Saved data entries
#####

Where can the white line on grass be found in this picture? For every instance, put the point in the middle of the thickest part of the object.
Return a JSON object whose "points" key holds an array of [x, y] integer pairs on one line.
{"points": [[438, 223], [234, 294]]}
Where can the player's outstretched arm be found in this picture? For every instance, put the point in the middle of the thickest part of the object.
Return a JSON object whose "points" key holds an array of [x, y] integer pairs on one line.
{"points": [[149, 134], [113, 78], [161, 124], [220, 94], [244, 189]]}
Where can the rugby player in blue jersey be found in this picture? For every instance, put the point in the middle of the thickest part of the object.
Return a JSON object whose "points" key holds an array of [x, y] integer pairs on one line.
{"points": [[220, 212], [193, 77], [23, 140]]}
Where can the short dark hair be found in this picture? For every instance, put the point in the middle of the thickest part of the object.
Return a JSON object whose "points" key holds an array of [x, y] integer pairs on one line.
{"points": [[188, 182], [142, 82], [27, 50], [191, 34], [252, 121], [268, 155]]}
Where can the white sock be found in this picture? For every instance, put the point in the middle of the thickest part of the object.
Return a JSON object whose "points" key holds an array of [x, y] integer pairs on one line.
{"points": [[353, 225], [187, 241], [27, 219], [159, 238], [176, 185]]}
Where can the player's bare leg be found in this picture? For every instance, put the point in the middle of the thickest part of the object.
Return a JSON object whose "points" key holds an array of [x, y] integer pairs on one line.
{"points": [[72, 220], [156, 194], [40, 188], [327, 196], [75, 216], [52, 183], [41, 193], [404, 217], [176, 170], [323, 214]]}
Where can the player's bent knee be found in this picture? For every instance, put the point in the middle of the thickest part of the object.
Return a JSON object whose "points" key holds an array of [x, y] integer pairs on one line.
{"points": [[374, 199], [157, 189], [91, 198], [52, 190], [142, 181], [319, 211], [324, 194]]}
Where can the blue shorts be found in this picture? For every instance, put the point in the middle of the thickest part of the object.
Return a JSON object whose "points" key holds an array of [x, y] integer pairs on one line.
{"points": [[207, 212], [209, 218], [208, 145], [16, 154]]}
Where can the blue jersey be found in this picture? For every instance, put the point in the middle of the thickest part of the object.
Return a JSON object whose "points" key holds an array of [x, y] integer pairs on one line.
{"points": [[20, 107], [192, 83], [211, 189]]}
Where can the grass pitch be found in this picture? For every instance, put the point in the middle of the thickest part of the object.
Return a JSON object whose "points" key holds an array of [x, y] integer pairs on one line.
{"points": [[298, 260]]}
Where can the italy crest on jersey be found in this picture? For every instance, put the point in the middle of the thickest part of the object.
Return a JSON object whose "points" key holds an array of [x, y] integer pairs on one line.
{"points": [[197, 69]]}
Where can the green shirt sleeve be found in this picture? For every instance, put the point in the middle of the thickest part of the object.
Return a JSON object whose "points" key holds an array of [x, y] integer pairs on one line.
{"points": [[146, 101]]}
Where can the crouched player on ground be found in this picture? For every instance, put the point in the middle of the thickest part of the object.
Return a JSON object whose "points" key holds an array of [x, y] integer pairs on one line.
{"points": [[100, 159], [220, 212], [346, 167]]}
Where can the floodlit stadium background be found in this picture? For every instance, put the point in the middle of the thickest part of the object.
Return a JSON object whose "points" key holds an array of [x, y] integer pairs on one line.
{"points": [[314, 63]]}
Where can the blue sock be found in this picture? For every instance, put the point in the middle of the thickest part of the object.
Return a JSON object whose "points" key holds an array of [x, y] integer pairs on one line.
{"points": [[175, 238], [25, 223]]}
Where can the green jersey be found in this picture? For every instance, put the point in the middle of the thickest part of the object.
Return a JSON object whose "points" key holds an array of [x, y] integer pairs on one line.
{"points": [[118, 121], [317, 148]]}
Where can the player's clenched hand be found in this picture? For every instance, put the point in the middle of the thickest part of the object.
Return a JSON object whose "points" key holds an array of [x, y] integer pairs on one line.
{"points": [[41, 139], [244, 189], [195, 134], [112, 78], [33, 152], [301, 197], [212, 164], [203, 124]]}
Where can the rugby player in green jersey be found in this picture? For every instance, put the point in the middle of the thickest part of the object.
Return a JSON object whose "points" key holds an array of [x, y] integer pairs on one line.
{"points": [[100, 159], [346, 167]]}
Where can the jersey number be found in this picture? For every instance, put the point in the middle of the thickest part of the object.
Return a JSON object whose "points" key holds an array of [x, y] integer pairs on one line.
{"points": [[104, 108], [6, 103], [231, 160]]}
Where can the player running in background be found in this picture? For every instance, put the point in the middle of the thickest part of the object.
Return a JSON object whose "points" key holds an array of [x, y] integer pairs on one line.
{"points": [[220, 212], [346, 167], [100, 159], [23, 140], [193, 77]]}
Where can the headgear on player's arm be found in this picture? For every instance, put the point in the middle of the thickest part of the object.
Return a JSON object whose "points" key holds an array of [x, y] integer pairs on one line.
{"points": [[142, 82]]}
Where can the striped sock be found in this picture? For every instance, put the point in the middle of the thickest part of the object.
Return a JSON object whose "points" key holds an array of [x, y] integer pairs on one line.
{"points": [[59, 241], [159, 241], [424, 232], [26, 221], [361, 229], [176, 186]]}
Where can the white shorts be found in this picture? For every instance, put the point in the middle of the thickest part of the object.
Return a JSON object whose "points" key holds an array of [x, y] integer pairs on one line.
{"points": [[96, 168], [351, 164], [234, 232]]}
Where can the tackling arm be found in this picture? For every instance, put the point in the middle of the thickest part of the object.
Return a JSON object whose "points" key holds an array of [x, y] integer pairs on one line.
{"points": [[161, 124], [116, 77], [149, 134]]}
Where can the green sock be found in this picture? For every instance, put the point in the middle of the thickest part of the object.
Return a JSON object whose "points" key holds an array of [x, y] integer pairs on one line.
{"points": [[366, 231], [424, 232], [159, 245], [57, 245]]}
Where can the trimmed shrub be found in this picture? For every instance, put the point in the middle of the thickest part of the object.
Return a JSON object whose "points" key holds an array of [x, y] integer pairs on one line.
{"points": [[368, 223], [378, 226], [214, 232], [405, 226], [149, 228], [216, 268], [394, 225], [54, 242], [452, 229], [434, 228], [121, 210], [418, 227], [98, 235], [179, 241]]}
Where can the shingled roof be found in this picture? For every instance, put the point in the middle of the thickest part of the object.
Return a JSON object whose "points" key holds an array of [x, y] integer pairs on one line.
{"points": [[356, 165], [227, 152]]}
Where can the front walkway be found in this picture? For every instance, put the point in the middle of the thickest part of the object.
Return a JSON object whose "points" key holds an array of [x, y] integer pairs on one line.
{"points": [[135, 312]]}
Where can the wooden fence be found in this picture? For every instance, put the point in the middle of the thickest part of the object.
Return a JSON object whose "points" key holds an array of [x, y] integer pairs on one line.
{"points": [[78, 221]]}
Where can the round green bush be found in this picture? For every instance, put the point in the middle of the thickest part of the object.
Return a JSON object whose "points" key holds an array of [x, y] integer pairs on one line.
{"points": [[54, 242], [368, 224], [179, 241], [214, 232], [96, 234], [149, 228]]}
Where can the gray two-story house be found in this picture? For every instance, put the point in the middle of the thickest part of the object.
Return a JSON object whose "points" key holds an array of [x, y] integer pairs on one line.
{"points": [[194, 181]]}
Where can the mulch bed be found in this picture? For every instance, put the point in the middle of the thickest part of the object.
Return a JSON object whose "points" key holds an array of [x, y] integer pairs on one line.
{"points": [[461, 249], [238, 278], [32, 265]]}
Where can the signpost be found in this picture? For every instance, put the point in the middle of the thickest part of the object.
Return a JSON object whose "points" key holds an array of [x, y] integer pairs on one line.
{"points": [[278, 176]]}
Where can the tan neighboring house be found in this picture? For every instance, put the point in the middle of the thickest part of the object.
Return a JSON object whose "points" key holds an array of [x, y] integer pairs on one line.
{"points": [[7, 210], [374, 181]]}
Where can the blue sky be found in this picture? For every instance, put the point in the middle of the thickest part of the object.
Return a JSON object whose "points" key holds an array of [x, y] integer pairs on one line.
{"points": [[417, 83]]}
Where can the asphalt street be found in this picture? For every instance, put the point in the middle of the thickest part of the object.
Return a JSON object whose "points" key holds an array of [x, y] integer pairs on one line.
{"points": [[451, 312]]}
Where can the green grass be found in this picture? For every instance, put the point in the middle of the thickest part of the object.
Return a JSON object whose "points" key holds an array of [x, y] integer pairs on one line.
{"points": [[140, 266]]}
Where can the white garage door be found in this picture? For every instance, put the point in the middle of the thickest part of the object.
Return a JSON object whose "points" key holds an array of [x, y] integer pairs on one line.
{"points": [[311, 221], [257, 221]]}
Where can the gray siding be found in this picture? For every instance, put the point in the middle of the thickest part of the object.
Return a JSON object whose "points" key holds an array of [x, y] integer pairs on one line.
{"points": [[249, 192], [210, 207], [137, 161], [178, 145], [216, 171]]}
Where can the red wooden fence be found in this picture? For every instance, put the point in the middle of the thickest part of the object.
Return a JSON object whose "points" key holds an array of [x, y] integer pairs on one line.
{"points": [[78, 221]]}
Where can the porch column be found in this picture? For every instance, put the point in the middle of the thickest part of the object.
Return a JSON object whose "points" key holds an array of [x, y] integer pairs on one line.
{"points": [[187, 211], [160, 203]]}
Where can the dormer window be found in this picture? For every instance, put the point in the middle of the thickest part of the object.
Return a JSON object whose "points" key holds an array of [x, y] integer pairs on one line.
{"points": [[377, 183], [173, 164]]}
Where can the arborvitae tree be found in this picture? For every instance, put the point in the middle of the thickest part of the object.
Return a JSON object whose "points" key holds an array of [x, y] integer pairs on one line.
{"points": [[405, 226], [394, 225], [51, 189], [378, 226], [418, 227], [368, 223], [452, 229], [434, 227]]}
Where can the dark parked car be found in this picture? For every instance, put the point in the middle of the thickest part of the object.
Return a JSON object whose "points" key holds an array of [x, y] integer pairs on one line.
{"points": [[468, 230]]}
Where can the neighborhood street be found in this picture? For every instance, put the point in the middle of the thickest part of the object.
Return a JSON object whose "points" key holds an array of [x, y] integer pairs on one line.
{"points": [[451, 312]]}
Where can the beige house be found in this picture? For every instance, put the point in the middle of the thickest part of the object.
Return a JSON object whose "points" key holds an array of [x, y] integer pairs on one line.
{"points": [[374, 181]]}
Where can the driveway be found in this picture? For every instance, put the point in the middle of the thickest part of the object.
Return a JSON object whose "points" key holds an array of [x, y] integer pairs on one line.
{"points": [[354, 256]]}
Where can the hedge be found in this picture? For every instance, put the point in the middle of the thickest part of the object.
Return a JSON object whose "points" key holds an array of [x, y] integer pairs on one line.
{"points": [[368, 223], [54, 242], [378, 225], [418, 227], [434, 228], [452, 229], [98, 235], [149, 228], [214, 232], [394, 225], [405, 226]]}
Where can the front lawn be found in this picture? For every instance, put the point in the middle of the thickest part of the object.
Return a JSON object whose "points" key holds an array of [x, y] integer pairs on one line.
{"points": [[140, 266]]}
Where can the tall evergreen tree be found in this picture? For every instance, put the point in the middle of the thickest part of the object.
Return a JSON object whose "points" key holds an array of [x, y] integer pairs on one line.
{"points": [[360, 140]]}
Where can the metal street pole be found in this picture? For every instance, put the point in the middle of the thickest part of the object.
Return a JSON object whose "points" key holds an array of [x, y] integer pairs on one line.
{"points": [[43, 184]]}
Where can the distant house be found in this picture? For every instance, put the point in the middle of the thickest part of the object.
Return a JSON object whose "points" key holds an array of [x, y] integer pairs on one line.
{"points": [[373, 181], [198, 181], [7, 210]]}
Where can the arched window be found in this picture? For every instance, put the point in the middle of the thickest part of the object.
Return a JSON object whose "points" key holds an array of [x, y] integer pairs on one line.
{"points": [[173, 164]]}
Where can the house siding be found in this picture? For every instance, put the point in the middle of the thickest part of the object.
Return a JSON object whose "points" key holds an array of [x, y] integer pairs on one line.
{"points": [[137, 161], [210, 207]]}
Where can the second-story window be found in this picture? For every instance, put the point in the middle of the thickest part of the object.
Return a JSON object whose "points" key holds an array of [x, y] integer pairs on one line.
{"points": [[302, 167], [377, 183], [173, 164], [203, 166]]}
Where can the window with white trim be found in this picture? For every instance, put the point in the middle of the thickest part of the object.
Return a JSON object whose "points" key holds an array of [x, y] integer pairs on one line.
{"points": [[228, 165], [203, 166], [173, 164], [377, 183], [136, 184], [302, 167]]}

#####

Your objective: Would you retype exactly the lines above, from the line with "Where can the blue jersey" to the line with "Where can the crouched", with both end lines kept and nothing more?

Response below:
Where can the blue jersey be found in this picture? For every instance, put the point in the middle of the thickest part of the object.
Return a JSON object whose "points" key holds an array of [x, y] integer pairs on one line.
{"points": [[20, 107], [192, 83], [211, 189]]}
Where can the grass pitch be found in this picture? For every instance, put the point in the middle of the thickest part of the object.
Return a JSON object whose "points" key holds an array of [x, y] integer pairs on one line.
{"points": [[298, 260]]}
Where can the italy crest on jersey be found in this picture? For every instance, put the point in the middle of the thickest part of the object.
Return a JSON object whose "points" key holds an array of [x, y] integer pairs on one line.
{"points": [[197, 69]]}
Where can the green shirt sleeve be found in this picture? For every instance, put the point in the middle of the thickest part of the object.
Return a JSON object whose "points" key holds an array of [x, y] integer pairs on one line.
{"points": [[146, 101]]}
Where can the crouched player on ground be found in this picture? For every instance, put the point in the middle of the thickest part of the object.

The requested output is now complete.